[Point-based annotation data]
::::::::
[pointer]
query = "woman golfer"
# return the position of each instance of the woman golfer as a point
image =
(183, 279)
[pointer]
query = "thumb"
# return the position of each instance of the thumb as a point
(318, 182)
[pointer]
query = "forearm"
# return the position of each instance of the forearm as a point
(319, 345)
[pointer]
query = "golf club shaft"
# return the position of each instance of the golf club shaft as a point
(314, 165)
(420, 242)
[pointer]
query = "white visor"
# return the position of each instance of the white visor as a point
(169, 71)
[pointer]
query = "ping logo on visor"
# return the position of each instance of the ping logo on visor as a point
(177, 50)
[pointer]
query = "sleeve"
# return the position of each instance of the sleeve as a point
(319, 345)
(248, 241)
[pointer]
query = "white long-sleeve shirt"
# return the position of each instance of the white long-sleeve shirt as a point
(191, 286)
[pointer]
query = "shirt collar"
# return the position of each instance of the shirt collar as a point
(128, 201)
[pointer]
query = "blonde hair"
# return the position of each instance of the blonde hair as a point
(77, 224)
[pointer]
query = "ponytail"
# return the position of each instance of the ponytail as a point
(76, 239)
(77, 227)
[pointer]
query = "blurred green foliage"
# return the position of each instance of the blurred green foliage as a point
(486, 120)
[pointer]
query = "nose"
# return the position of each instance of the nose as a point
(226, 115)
::::::::
» OBJECTIVE: Copy every line exactly. Leave nothing out.

» TASK SOLUTION:
[pointer]
query = "woman golfer"
# return the position of each instance of the woman golfer as a point
image =
(183, 279)
[pointer]
query = "thumb"
# return the position of each instance of the thumb as a point
(318, 182)
[pointer]
query = "forearm"
# return the position of each instance of the forearm as a point
(319, 345)
[pointer]
query = "golf club shaft"
# return the position of each instance of the golf club shaft as a point
(314, 165)
(420, 242)
[pointer]
query = "white visor"
# return the position of each instance of the white visor as a point
(169, 71)
[pointer]
query = "ping logo on visor"
# return the position of each instance of the ping logo on visor as a point
(177, 50)
[pointer]
query = "sleeve"
# return the position of each instance of the sleeve as a point
(319, 345)
(248, 241)
[pointer]
query = "white long-sleeve shirt"
# return the position of each instance of the white long-sleeve shirt as a point
(191, 286)
[pointer]
query = "shirt collar"
# return the position of each instance of the shirt collar as a point
(128, 201)
[pointer]
query = "blonde hair"
# return the position of each instance of the blonde hair as a point
(77, 224)
[pointer]
query = "ponytail"
# return the position of each instance of the ponytail as a point
(76, 239)
(77, 227)
[pointer]
query = "blurred green foliage"
# return the position of each instance of the blurred green foliage as a point
(486, 120)
[pointer]
query = "nose"
# return the position of each instance of the nose as a point
(226, 115)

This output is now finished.